Medicaid costs keep rising, so a new study of Virginia’s program has identified ways to cut millions of dollars out of the yearly budget.

A watchdog agency, the Joint Legislative Audit and Review Commission, made dozens of suggestions to state lawmakers. This report finds annually tens of millions of dollars go to unnecessarily high pharmacy bills, hospital and emergency department visits.

Now GOP lawmakers say they will consider new ideas to control spending, they also heard the the details of the latest Medicaid study.

"This report shows that we still have a lot of challenges, there's still a lot of work to do to improve our Medicaid system in the commonwealth of Virginia," said Delegate. Steve Landes, R-25th District.

Nonpartisan staffers recommended capping profits for insurance companies that manage care. They also said legislators could consider limits on the program's eligibility.

"The short- and long-term impacts to the state budget and to recipients would depend on exactly what changes were made and these impacts should be fully explored before making any policy decisions,"said Jeff Lunardi, JLARC report project leader.

Another proposal is to have higher-income families on Medicaid pick up a share of the costs.

The two-year study came up with at least 35 recommendations for improvements to Medicaid. Republican lawmakers say they feel vindicated.

"This whole study was fought tooth and nail because it was not going to find savings according to the administration, and it did, and I think it was very justified," said Delegate Kirk Cox, R-66th District:

"We were told that, 'we've done everything we can do,'" said Landes.

But not all aspects of this report were negative. In one instance Medicaid takes up more than a fifth of the state's general funds, and it is not growing as fast as other health care programs.

Spending per patient has also remained flat in recent years when accounting for inflation. Another burden on the state has been that in recent years hundreds of thousands of Virginians registered for Medicaid either because they just became eligible or learned they were.

Now lawmakers will review these proposals and consider bills heading into the legislative session in January.

Dataset excerpt:
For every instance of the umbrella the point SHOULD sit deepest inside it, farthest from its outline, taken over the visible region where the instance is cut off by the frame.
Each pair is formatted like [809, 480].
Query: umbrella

Work instruction: In the article on Virginia's Medicaid study, how long did the study last, and how many recommendations did it produce?

Exercise response: The study lasted two years and produced at least 35 recommendations.